Art is like an armchair

Henri Matisse. Ballerina Seated in an Armchair, 1944

It is Henri Matisse’s most controversial saying. “What I dream of is an art of balance, of purity and serenity, devoid of troubling or depressing subject-matter, an art which could be for every mental worker, for the businessman as well as the man of letters, for example, a soothing, calming influence on the mind, something like a good armchair which provides relaxation from physical fatigue.” Critics pounce on this quote, arguing that Matisse’s concern for beauty leads to comfort on the part of the viewer, indulgence, complacency. It is no way to change the world. But let’s be fair to Matisse. The artist took up art relatively late in life–at the age of 20–while recovering from an operation. Art was a form of therapy. The armchair simile may be Matisse’s way of saying that art has healing or restorative properties. Restful as the chair may be, in the charcoal drawing above, the ballerina in it seems to dancing. She is at once at rest and in motion, limp but graceful. As a dancer, she is also an artist, so Matisse may be commenting on his own process. Art involves both activity and its opposite.

How else is art like an armchair? Art needs a viewer–an armchair with a body in it. Art makes us stop and comtemplate. Art takes time–it takes time to make, it takes time to digest, to sink in. At some point, the viewer engages with the work and changes the work.

Max Ernst. collage, La Femme 100 Tetes, 1929

In a collage for Max Ernst’s collage-novel, La Femme 100 Tetes, 1929, a man falls asleep in an armchair and dreams of phallic shooting jets and flooding waters. He is the respectable bourgeois man whose unconscious reveals unspeakable desires, chaos, fears.

_Natural-language descriptions of regions_:
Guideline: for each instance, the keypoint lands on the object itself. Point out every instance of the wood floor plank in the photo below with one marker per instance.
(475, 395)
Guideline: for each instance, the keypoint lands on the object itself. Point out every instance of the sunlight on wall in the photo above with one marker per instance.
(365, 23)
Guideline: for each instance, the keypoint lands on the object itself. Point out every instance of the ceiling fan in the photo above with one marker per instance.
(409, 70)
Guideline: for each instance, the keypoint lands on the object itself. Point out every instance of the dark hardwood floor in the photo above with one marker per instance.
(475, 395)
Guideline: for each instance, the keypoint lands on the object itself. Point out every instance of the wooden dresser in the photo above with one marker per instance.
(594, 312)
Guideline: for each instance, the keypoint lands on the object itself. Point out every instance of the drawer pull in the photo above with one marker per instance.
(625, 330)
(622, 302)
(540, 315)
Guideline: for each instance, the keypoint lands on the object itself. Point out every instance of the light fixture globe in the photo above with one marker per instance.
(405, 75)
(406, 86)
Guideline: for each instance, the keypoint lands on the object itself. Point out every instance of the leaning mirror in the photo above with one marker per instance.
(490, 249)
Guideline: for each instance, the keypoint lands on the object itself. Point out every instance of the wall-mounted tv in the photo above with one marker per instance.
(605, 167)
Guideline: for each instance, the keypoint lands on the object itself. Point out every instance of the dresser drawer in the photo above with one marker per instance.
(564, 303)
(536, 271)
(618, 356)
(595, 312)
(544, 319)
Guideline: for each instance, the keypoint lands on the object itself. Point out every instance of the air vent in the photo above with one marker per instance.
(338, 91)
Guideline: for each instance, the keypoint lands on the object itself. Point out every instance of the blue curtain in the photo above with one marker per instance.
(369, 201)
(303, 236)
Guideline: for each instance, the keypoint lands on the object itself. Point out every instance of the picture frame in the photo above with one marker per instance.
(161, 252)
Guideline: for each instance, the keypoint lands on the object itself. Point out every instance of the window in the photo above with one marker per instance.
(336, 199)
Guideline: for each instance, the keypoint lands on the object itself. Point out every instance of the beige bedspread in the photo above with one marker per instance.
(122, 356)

_AIM OF THE TASK_: Reproduce the part of the essay on art and armchairs between "In a collage" and "desires, chaos, fears.", inclusive.

_WRITTEN ANSWER_:
In a collage for Max Ernst’s collage-novel, La Femme 100 Tetes, 1929, a man falls asleep in an armchair and dreams of phallic shooting jets and flooding waters. He is the respectable bourgeois man whose unconscious reveals unspeakable desires, chaos, fears.